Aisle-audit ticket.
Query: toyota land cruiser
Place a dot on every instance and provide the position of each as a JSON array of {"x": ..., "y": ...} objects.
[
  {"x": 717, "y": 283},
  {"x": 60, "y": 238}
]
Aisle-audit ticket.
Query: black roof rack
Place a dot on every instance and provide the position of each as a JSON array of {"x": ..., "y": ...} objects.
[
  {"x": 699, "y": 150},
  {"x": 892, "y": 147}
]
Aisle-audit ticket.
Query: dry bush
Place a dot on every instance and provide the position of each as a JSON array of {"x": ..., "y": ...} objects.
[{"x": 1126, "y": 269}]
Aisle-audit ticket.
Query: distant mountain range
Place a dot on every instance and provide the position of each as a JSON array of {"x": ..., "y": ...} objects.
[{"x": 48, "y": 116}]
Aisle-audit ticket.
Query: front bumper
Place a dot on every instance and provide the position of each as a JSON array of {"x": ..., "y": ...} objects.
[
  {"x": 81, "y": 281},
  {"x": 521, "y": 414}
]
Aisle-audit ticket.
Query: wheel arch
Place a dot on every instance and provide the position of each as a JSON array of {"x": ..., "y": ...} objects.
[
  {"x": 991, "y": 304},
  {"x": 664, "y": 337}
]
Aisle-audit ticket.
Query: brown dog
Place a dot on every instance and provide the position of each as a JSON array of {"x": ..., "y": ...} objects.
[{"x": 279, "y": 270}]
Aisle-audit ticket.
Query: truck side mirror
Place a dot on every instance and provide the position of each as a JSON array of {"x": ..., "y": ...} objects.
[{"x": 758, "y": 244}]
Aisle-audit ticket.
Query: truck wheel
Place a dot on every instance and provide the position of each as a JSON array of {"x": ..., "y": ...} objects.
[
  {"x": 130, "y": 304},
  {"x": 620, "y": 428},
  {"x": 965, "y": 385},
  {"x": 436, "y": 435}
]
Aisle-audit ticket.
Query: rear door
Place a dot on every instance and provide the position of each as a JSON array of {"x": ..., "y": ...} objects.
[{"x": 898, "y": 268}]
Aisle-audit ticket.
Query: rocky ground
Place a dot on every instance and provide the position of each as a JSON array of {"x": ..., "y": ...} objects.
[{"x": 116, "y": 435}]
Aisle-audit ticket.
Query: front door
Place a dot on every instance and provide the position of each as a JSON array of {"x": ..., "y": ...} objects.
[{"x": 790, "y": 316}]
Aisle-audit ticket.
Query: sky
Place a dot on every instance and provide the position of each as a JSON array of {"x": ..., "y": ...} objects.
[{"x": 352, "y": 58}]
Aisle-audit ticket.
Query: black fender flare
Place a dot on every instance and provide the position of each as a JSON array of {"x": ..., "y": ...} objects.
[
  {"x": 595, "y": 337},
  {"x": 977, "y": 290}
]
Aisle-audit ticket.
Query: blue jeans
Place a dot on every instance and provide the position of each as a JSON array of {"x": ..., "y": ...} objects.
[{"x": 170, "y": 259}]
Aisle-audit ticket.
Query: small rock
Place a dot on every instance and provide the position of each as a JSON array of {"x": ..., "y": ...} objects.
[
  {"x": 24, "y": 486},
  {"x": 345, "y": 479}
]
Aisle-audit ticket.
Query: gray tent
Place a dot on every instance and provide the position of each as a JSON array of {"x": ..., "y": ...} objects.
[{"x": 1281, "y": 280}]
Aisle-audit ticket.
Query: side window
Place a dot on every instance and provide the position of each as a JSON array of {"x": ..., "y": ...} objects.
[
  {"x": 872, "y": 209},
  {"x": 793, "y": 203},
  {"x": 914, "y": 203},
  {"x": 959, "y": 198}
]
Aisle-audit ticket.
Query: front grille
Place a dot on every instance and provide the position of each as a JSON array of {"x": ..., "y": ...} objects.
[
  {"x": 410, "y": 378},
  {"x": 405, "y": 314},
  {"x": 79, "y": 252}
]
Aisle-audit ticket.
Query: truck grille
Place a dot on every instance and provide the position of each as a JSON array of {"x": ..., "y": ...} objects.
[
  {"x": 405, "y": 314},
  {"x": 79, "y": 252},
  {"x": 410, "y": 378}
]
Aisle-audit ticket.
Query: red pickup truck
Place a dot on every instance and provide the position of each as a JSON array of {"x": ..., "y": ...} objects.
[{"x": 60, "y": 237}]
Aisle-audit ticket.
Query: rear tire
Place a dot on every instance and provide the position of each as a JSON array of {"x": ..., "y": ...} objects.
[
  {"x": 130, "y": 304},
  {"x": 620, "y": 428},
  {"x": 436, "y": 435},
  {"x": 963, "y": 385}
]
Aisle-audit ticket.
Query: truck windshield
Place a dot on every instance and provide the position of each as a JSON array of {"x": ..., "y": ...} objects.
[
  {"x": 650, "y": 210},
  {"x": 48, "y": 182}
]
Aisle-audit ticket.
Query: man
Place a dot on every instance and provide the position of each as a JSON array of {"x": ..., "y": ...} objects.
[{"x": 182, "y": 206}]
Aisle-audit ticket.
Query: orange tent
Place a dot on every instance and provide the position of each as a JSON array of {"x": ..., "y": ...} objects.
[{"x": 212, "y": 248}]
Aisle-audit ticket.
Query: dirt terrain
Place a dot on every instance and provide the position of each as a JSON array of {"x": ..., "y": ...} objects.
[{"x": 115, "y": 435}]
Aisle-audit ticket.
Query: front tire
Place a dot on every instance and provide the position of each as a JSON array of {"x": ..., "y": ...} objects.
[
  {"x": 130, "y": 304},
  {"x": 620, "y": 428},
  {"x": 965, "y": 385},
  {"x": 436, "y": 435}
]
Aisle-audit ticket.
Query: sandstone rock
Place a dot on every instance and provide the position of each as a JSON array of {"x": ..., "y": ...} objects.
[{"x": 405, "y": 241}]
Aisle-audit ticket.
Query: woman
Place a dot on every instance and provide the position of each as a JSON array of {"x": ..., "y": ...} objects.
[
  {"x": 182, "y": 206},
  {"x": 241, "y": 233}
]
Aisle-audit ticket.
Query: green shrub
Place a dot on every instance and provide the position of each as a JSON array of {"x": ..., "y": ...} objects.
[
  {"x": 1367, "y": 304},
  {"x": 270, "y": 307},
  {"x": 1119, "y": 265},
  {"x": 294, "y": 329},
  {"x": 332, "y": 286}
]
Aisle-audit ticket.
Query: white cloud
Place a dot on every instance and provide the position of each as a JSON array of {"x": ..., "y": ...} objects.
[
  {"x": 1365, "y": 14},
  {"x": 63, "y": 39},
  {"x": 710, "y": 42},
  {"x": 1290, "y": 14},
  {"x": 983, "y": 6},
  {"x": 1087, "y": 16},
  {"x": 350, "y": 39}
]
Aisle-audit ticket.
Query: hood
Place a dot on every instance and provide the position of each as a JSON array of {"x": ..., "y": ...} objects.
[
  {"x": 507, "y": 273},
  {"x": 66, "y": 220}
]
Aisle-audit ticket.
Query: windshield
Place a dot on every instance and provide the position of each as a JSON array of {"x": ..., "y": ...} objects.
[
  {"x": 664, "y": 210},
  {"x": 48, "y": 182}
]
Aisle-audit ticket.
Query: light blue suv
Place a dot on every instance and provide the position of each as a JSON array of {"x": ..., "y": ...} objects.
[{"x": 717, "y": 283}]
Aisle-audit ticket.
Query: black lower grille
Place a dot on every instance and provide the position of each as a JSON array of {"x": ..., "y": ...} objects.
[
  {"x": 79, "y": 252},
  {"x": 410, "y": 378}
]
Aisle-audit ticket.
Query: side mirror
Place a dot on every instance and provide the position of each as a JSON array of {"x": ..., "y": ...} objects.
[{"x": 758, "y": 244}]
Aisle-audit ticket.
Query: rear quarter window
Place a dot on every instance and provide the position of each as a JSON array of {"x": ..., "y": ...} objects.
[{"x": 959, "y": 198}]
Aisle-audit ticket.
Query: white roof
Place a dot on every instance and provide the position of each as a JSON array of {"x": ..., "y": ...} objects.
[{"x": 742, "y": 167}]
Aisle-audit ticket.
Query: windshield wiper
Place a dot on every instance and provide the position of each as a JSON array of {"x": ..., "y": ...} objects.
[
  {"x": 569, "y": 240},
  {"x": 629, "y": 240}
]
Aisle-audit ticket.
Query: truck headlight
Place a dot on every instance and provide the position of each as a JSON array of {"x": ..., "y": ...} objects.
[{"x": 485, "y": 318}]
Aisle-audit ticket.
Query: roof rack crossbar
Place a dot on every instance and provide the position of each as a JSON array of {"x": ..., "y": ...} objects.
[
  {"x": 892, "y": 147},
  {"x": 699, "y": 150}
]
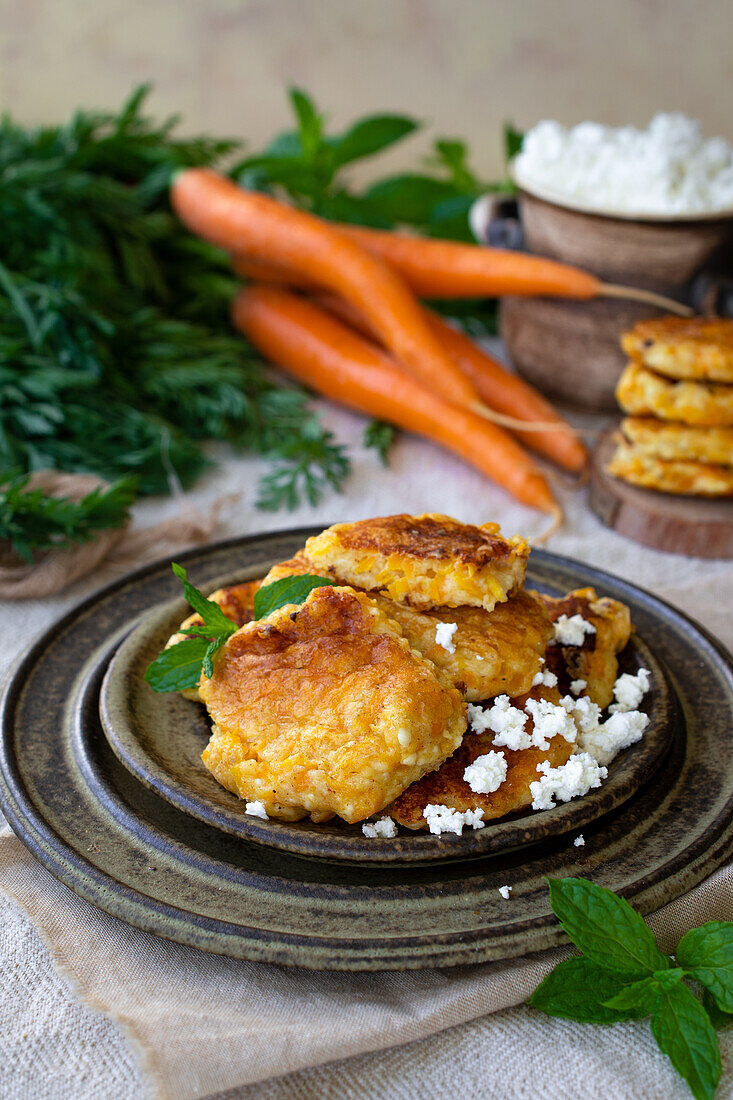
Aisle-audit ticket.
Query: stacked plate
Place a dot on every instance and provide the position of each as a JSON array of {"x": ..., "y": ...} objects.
[{"x": 102, "y": 781}]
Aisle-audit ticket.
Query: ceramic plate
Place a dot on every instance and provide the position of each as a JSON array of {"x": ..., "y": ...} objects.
[
  {"x": 121, "y": 846},
  {"x": 160, "y": 739}
]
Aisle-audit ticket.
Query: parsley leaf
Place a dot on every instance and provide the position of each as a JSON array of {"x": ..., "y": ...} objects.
[
  {"x": 288, "y": 590},
  {"x": 684, "y": 1032},
  {"x": 380, "y": 436},
  {"x": 605, "y": 927}
]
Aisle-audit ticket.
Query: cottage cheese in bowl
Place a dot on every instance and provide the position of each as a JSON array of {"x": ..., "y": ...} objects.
[{"x": 666, "y": 171}]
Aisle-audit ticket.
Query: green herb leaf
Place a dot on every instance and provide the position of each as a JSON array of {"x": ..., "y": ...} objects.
[
  {"x": 309, "y": 122},
  {"x": 179, "y": 667},
  {"x": 409, "y": 198},
  {"x": 719, "y": 1019},
  {"x": 288, "y": 590},
  {"x": 707, "y": 954},
  {"x": 215, "y": 620},
  {"x": 605, "y": 927},
  {"x": 684, "y": 1032},
  {"x": 578, "y": 989},
  {"x": 380, "y": 436},
  {"x": 32, "y": 521},
  {"x": 639, "y": 997},
  {"x": 513, "y": 139},
  {"x": 371, "y": 135}
]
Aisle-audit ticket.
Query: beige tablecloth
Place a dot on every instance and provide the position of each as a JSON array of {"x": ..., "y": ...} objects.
[{"x": 120, "y": 1013}]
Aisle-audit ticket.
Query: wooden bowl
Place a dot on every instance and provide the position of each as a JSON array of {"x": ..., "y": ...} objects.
[{"x": 569, "y": 349}]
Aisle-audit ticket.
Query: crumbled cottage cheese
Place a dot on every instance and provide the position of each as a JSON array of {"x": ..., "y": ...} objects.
[
  {"x": 444, "y": 820},
  {"x": 549, "y": 719},
  {"x": 628, "y": 690},
  {"x": 544, "y": 677},
  {"x": 668, "y": 168},
  {"x": 382, "y": 827},
  {"x": 569, "y": 781},
  {"x": 444, "y": 635},
  {"x": 571, "y": 631},
  {"x": 616, "y": 733},
  {"x": 487, "y": 773},
  {"x": 507, "y": 722},
  {"x": 255, "y": 810}
]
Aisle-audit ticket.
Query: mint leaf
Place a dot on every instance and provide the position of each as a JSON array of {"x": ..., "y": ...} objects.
[
  {"x": 639, "y": 997},
  {"x": 684, "y": 1032},
  {"x": 605, "y": 927},
  {"x": 215, "y": 620},
  {"x": 371, "y": 135},
  {"x": 578, "y": 989},
  {"x": 718, "y": 1018},
  {"x": 290, "y": 590},
  {"x": 707, "y": 954},
  {"x": 179, "y": 667}
]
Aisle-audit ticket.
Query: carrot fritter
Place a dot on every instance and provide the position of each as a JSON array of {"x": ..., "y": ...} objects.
[
  {"x": 684, "y": 477},
  {"x": 644, "y": 393},
  {"x": 447, "y": 787},
  {"x": 684, "y": 347},
  {"x": 595, "y": 660},
  {"x": 324, "y": 708},
  {"x": 428, "y": 561},
  {"x": 493, "y": 652}
]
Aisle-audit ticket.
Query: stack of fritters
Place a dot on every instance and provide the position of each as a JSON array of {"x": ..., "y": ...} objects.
[
  {"x": 348, "y": 704},
  {"x": 678, "y": 387}
]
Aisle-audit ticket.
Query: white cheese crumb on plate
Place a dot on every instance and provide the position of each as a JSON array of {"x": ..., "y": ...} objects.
[
  {"x": 580, "y": 774},
  {"x": 571, "y": 631},
  {"x": 444, "y": 635},
  {"x": 383, "y": 827},
  {"x": 445, "y": 820},
  {"x": 255, "y": 810},
  {"x": 487, "y": 773}
]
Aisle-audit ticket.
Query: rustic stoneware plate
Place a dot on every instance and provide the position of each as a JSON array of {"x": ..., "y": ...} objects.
[
  {"x": 121, "y": 846},
  {"x": 160, "y": 739}
]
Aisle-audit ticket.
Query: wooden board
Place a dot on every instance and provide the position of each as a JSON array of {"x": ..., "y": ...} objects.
[{"x": 692, "y": 526}]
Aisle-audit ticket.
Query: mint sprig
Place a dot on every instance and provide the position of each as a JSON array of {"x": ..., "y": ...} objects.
[
  {"x": 623, "y": 975},
  {"x": 179, "y": 667}
]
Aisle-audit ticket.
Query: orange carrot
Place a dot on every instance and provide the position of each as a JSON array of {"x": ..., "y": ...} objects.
[
  {"x": 336, "y": 362},
  {"x": 436, "y": 268},
  {"x": 502, "y": 391},
  {"x": 218, "y": 210}
]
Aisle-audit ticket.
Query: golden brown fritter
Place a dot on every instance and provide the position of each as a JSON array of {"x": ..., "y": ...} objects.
[
  {"x": 595, "y": 660},
  {"x": 495, "y": 652},
  {"x": 447, "y": 787},
  {"x": 679, "y": 442},
  {"x": 684, "y": 347},
  {"x": 237, "y": 602},
  {"x": 682, "y": 477},
  {"x": 644, "y": 393},
  {"x": 324, "y": 708},
  {"x": 427, "y": 561}
]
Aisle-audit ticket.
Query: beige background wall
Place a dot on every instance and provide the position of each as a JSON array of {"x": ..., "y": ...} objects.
[{"x": 465, "y": 65}]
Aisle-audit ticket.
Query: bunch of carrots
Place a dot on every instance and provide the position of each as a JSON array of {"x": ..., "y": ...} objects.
[{"x": 337, "y": 307}]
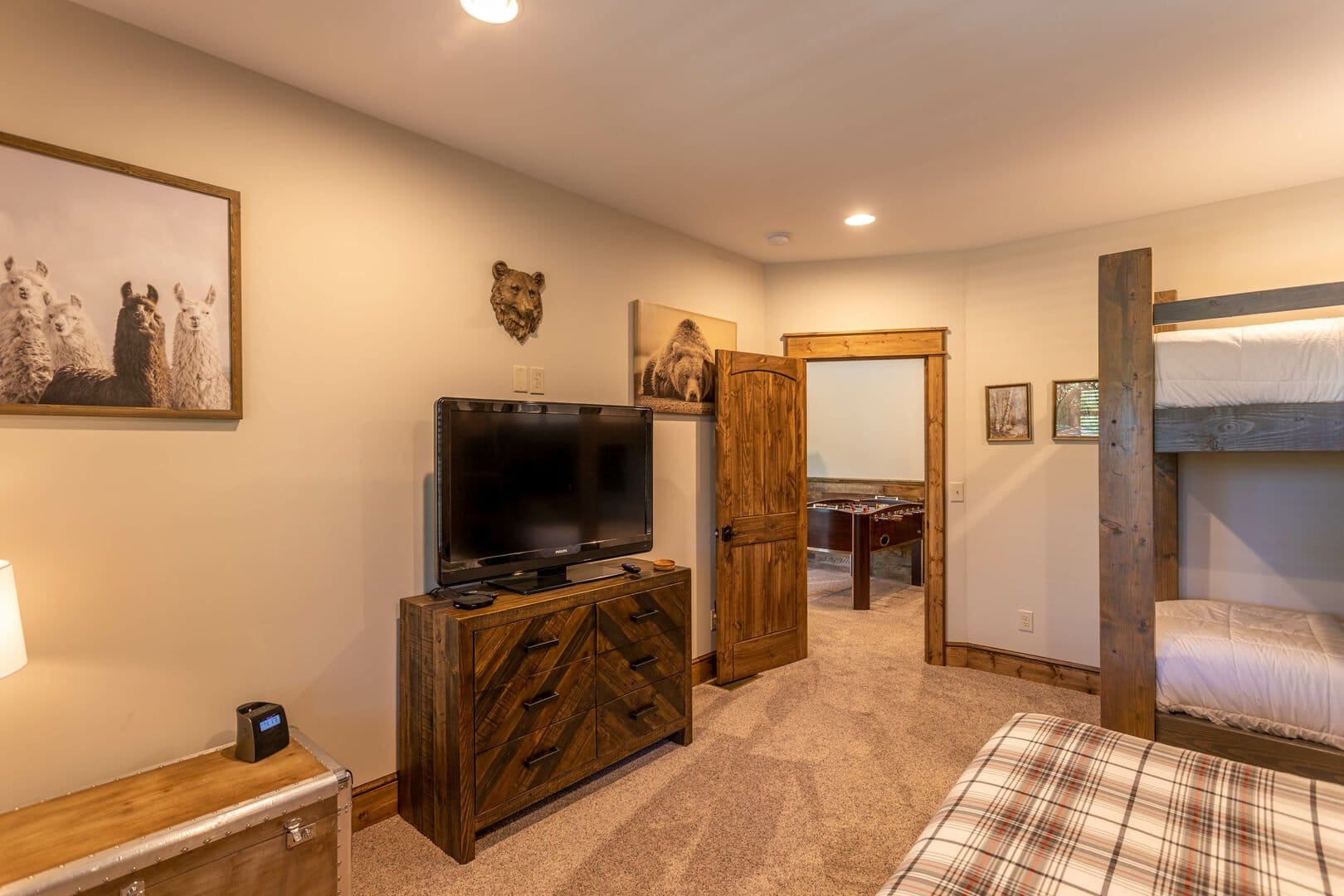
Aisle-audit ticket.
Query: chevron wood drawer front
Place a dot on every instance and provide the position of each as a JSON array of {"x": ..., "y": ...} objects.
[
  {"x": 626, "y": 719},
  {"x": 531, "y": 761},
  {"x": 523, "y": 648},
  {"x": 533, "y": 702},
  {"x": 503, "y": 705},
  {"x": 640, "y": 663},
  {"x": 640, "y": 616}
]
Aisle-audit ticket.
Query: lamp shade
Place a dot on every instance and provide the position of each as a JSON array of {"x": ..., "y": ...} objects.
[{"x": 12, "y": 653}]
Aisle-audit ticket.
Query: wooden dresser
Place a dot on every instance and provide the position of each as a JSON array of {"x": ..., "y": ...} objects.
[
  {"x": 206, "y": 825},
  {"x": 505, "y": 705}
]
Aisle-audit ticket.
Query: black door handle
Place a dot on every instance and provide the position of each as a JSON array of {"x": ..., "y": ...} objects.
[
  {"x": 541, "y": 757},
  {"x": 541, "y": 645},
  {"x": 539, "y": 699}
]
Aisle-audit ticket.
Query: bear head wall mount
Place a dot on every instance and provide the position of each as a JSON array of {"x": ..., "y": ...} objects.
[{"x": 516, "y": 299}]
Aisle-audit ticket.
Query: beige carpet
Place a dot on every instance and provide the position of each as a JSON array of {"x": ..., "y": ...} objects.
[{"x": 808, "y": 779}]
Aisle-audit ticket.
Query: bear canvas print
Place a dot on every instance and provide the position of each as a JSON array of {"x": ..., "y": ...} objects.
[
  {"x": 674, "y": 358},
  {"x": 119, "y": 288}
]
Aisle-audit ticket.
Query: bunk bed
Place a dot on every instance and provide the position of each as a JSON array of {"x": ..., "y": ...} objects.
[{"x": 1140, "y": 444}]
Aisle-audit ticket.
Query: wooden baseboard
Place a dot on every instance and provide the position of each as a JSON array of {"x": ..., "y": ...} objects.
[
  {"x": 704, "y": 670},
  {"x": 1025, "y": 666},
  {"x": 374, "y": 801}
]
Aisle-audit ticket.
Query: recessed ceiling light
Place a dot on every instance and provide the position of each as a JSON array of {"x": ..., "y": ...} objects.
[{"x": 492, "y": 11}]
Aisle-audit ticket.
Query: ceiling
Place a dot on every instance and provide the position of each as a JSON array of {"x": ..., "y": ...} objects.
[{"x": 957, "y": 123}]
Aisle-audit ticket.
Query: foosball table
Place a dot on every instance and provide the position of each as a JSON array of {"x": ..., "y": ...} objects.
[{"x": 863, "y": 525}]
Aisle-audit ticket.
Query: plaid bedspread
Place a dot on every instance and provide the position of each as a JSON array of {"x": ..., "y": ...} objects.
[{"x": 1058, "y": 806}]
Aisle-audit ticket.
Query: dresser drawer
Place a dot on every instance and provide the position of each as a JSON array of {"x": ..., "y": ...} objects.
[
  {"x": 533, "y": 702},
  {"x": 533, "y": 759},
  {"x": 626, "y": 719},
  {"x": 533, "y": 645},
  {"x": 621, "y": 621},
  {"x": 635, "y": 665}
]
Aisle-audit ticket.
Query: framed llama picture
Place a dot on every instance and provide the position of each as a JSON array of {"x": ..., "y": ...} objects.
[
  {"x": 1077, "y": 410},
  {"x": 119, "y": 293},
  {"x": 1008, "y": 412},
  {"x": 672, "y": 358}
]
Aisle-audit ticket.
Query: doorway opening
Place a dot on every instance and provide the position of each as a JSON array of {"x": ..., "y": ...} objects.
[{"x": 855, "y": 397}]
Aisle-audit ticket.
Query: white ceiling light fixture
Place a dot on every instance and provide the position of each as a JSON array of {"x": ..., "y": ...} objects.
[{"x": 492, "y": 11}]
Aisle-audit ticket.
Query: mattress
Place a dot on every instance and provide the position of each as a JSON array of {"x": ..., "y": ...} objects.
[
  {"x": 1064, "y": 807},
  {"x": 1274, "y": 670},
  {"x": 1283, "y": 363}
]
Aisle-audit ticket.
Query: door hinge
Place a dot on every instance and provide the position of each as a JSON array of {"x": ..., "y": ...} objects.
[{"x": 297, "y": 832}]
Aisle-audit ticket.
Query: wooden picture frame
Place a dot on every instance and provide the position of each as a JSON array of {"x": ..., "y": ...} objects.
[
  {"x": 1008, "y": 412},
  {"x": 1075, "y": 410},
  {"x": 121, "y": 293}
]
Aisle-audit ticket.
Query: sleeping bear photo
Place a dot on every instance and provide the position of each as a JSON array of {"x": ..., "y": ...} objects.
[
  {"x": 674, "y": 358},
  {"x": 683, "y": 368}
]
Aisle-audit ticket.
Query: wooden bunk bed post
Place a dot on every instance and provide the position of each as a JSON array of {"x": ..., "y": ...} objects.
[{"x": 1127, "y": 496}]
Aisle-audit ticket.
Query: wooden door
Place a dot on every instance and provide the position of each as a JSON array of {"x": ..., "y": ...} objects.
[{"x": 761, "y": 512}]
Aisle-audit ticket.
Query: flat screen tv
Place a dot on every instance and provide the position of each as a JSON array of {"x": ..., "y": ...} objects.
[{"x": 528, "y": 490}]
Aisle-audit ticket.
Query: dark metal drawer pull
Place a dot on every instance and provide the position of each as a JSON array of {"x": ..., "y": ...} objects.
[
  {"x": 539, "y": 699},
  {"x": 541, "y": 645},
  {"x": 541, "y": 757}
]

* * * * * * * * *

__SHORT PROBLEM__. Identify every line in the records above that contains the string "side", matching case exactly, and copy each of those lines.

__COMPLETE ANSWER__.
Query: truck side mirror
Query: side window
Query: side mirror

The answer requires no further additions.